# Work instruction
How many lines in these entries contain the string "gravel"? Reply with the number alone.

# Extracted records

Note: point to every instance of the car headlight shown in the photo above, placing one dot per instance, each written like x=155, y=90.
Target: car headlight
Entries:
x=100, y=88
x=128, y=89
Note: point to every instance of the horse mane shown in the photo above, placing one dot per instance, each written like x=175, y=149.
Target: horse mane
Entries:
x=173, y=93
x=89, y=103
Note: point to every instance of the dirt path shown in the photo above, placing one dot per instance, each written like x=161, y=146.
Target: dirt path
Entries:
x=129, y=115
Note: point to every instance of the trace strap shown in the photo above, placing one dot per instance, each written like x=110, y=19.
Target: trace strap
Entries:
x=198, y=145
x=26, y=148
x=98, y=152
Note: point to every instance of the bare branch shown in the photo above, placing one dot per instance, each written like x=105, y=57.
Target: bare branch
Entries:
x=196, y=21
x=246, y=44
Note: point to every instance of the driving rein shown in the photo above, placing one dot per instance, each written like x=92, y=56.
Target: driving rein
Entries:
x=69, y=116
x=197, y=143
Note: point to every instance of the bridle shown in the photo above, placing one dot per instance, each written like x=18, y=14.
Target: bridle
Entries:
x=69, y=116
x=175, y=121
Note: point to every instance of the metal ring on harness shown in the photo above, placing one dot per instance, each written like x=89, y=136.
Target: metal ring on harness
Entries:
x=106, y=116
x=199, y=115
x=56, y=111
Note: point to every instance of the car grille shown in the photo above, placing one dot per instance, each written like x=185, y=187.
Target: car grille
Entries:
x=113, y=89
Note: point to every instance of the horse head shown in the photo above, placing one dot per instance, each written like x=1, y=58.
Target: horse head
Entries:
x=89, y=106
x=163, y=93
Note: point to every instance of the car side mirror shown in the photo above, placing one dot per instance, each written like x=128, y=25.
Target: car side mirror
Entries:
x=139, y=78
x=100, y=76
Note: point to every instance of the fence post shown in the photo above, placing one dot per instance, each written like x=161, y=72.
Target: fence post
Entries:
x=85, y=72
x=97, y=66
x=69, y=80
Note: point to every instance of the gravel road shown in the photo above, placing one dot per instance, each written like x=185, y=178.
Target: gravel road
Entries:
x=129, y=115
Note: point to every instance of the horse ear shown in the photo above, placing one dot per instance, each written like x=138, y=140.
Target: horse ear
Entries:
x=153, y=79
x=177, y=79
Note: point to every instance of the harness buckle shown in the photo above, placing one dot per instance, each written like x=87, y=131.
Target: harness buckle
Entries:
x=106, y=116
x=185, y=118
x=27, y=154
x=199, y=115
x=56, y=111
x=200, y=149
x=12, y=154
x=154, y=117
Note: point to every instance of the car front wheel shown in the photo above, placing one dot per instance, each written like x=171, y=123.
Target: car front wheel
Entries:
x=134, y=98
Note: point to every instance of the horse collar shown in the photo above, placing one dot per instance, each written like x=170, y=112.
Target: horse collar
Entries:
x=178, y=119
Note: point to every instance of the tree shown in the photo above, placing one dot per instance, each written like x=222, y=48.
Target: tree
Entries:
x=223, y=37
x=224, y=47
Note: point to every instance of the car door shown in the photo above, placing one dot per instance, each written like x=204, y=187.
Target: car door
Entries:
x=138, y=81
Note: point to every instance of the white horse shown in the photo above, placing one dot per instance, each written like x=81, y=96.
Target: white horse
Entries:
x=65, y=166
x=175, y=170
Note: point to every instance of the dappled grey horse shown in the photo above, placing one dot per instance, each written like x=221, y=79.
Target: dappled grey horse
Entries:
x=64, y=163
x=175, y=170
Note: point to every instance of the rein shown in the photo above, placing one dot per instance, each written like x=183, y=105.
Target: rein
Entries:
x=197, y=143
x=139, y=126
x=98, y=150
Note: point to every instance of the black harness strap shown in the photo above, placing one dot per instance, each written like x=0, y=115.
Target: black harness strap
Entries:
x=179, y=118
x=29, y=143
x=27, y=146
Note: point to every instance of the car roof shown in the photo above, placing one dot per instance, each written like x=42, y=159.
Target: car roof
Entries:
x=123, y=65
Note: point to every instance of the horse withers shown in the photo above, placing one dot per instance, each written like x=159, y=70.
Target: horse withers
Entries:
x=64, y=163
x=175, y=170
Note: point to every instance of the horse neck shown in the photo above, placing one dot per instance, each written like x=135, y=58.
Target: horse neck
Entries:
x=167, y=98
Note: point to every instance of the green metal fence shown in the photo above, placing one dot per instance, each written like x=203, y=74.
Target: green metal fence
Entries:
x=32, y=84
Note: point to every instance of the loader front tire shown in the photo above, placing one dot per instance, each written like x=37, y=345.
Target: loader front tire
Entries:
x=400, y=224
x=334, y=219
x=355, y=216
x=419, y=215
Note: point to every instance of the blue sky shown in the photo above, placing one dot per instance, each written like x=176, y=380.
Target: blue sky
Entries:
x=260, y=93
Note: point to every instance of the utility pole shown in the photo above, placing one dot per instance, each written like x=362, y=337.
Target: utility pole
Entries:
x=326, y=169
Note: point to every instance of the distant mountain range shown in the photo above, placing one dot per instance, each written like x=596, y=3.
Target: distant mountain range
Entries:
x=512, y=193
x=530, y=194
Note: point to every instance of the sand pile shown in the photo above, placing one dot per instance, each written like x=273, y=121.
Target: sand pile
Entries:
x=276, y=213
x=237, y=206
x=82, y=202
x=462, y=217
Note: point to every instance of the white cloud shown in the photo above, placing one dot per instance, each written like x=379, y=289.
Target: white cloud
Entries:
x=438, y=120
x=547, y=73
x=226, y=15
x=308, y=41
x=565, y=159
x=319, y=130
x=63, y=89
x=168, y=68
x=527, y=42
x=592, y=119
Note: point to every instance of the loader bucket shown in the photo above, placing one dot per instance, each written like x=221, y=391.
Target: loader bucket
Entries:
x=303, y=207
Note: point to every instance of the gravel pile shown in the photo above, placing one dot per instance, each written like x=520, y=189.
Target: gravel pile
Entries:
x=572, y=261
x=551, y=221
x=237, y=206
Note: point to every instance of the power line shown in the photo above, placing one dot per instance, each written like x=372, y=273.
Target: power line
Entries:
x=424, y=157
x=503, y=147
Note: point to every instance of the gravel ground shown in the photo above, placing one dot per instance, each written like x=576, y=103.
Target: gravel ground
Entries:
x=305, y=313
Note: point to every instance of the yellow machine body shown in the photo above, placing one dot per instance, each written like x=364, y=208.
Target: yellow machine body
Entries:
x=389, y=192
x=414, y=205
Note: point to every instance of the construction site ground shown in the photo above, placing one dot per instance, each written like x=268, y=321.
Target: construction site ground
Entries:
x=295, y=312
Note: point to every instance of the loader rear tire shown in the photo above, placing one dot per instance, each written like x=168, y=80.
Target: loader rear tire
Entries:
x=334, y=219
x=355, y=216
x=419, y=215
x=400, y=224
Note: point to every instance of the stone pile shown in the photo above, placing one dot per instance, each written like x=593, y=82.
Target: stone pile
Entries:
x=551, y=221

# Written answer
6